> [SELECTED TEXT]
▶

1

I have some columns in a data frame which I need to log-transform.

I'm using the following code to do so:

cols = c("LotArea", "MasVnrArea", "LotFrontage", "BsmtFinSF2", "LowQualFinSF", 
         "BsmtHalfBath", "KitchenAbvGr", "OpenPorchSF",
         "EnclosedPorch", "MiscVal", "PoolArea", "3SsnPorch", "ScreenPorch")
train[, which(names(train) %in% cols)] <- log(train[, which(names(train) %in% cols)] + 1, 2)

And I'm getting a lot of these warnings:

Supplied 13 items to be assigned to 1455 items of column 'LotFrontage' (recycled leaving remainder of 12 items)

And also:

Coerced 'double' RHS to 'integer' to match the column's type; may have truncated precision.
Either change the target column to 'double' first (by creating a new 'double' vector length 1455 (nrows of entire table) and assign that; i.e. 'replace' column),
or coerce RHS to 'integer' (e.g. 1L, NA_[real|integer]_, as.*, etc) to make your intent clear and for speed.
Or, set the column type correctly up front when you create the table and stick to it, please

I Have the same warning(s) for each of the columns specified, all of them are int columns

Am I Doing something wrong?

◀

> [PROBLEM SET]
1. From the forum post on log-transforming columns above, list every column name in the code that contains the word "Porch".
2. Answer these questions using the forum post on log-transforming columns above.
(a) What base is passed to the log function in the assignment code?
(b) How many rows does the table have, according to the warnings?
(c) What type are all of the specified columns, according to the poster?

> [DATA BLOCK]
▶

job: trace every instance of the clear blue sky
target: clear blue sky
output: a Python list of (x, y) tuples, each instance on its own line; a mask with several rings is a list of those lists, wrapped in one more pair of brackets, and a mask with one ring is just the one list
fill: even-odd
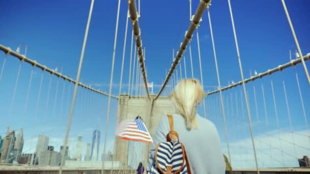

◀

> [WORKED SOLUTIONS]
1. OpenPorchSF, EnclosedPorch, 3SsnPorch, ScreenPorch

2.
(a) 2
(b) 1455
(c) int (integer)